### DATA FOR THIS EXERCISE
◆ ◆ ◆ ◆

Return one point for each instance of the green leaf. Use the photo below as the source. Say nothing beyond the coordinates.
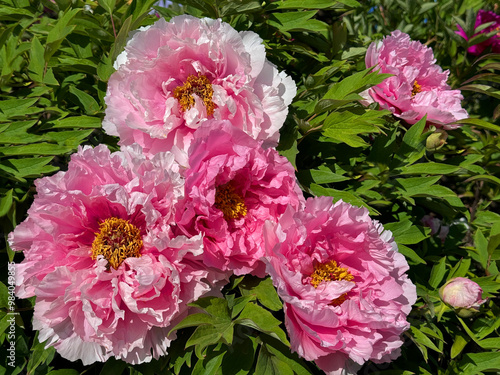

◆ ◆ ◆ ◆

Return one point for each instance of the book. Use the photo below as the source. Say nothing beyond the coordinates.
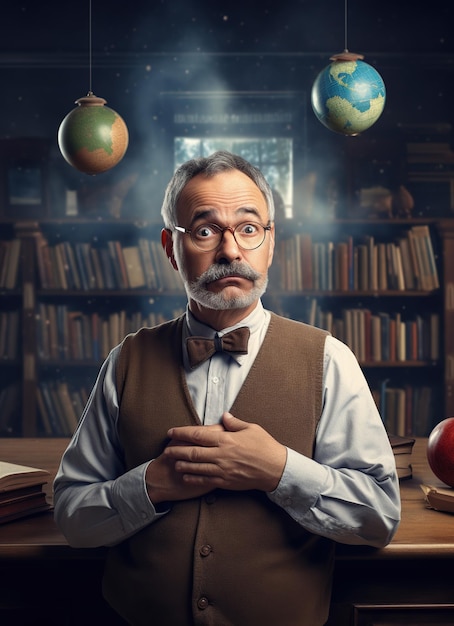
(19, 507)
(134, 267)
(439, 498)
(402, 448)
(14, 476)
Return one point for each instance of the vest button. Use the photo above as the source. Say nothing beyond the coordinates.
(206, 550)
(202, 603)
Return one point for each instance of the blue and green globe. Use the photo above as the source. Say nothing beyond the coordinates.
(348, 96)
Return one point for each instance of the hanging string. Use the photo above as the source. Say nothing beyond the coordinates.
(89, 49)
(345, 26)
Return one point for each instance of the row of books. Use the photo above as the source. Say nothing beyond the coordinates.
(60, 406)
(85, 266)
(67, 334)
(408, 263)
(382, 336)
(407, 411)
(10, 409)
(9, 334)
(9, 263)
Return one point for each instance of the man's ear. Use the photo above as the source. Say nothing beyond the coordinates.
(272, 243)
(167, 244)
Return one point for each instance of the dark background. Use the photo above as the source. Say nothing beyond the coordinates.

◆ ◆ ◆ ◆

### EXERCISE INSTRUCTIONS
Show each line from the entries above that contains the string "green".

### SOLUTION TO THIS PROBLEM
Return one point for each instance of the green leaf. Use the photo below as the source. Say nothing beyond the coordinates.
Return one point for each instance of the blue and green globe. Use the photo above as the source. Say nothing beyond the coordinates.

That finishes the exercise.